== Problems and tasks ==
**1.** From the color styles chapter, set down the passage from "Color essentials" to "as shown left.".
**2.** In one to three sentences, explain why the color styles chapter says everything looks green in a daylight portrait of a subject in the shade of a big green tree.

== Given passage ==
[Begin]

Chapter 5. Color styles

Color essentials

If you understand the way color works, you’ll be able to make creative decisions and solve a variety of problems, too.

Six players and three couples

When starting to think about color in printing and photography, forget about how you mixed paint in school! Instead, a six-color palette with three primaries is used: red, green, and blue. Opposite each of these are their secondary colors: cyan, magenta, and yellow. All color controls in image-editing software work with these pairs: red + cyan, green + magenta, and yellow + blue. There are no other colors you need to think about! This relationship is expressed through the color wheel, as shown left.

Six players and three couples

Color casts and the color wheel

All images contain some kind of rogue color, usually caused by poor lighting or environmental influences. If you shoot a portrait in daylight with your subject in the shade of a big green tree, everything in the image will look green. This is because the leaves have made the light appear green. Yet removing green from your image is simple: increase the amount of its opposite color, magenta, and as if by magic, it will disappear! Elements’ Color Variations controls, shown left, provide the three pairs as six color buttons so you can easily remove unwanted color casts.

Color casts and the color wheel

What is hue?

Hue is really just another word for an individual color like red, yellow, or green. The example above shows many different hues in the same frame. In Photoshop, you could change the hue of the yellow flowers to red.

What is hue?

What is saturation?

Saturation describes the intensity of a color or hue. When a color can’t get any more vivid, it’s said to be fully saturated. The red flowers above are fully saturated, but the purple ones could be saturated further in Photoshop.

Warming up

Many a good shot is dominated by cold blue natural light, yet you can remove this quickly by using a photo filter.

Solve cool lighting conditions

If you shoot outdoors in early morning, midwinter, or when there’s no direct sunlight, all of your images will be covered with a thin veil of blue. This color cast prevents other subtle colors from shining through.

Solve cool lighting conditions

Apply a Warming filter

The simplest way to correct this problem is to use a photo filter. From the Filter menu, select Adjustments > Photo Filter, as shown above, to open the Photo Filter dialog box.

Apply a Warming filter

Warm up with a number 85

The orange Warming filter number 85 is the best choice for removing an overall blue cast. Experiment also with the Density value, but keep it below 30%.

Warm up with a number 85
Warm up with a number 85
Warm up with a number 85

Muted color

To create a pastel effect print, try decreasing the color saturation and printing on a rich art paper.

Use a flower study

A good subject for this technique is a simple graphic flower study. The example shown above contains just three dominant colors and one repeating flower shape.

Use a flower study

Adjust the Hue/Saturation dialog

There are plenty of tools and techniques for changing and improving color, but only one for draining it away in precise amounts. From the Enhance menu, select Adjust Color > Adjust Hue/Saturation.

Adjust the Hue/Saturation dialog

Edit the Master channel

You can edit colors in the Hue/Saturation dialog, or modify them all at once under the Master channel. To reduce the overall color intensity, decrease the Saturation, as shown above.

Edit the Master channel
Edit the Master channel
Edit the Master channel

Color and mono combined

This technique is a simple way of merging the best parts of two different versions of the same image.

[End]

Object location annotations

[Begin]

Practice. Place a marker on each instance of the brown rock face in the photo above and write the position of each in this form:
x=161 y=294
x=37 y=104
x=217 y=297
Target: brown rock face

[End]

== Per-task outputs ==
**1.**
Color essentials

If you understand the way color works, you’ll be able to make creative decisions and solve a variety of problems, too.

Six players and three couples

When starting to think about color in printing and photography, forget about how you mixed paint in school! Instead, a six-color palette with three primaries is used: red, green, and blue. Opposite each of these are their secondary colors: cyan, magenta, and yellow. All color controls in image-editing software work with these pairs: red + cyan, green + magenta, and yellow + blue. There are no other colors you need to think about! This relationship is expressed through the color wheel, as shown left.

**2.** Everything looks green because the tree's leaves make the light appear green.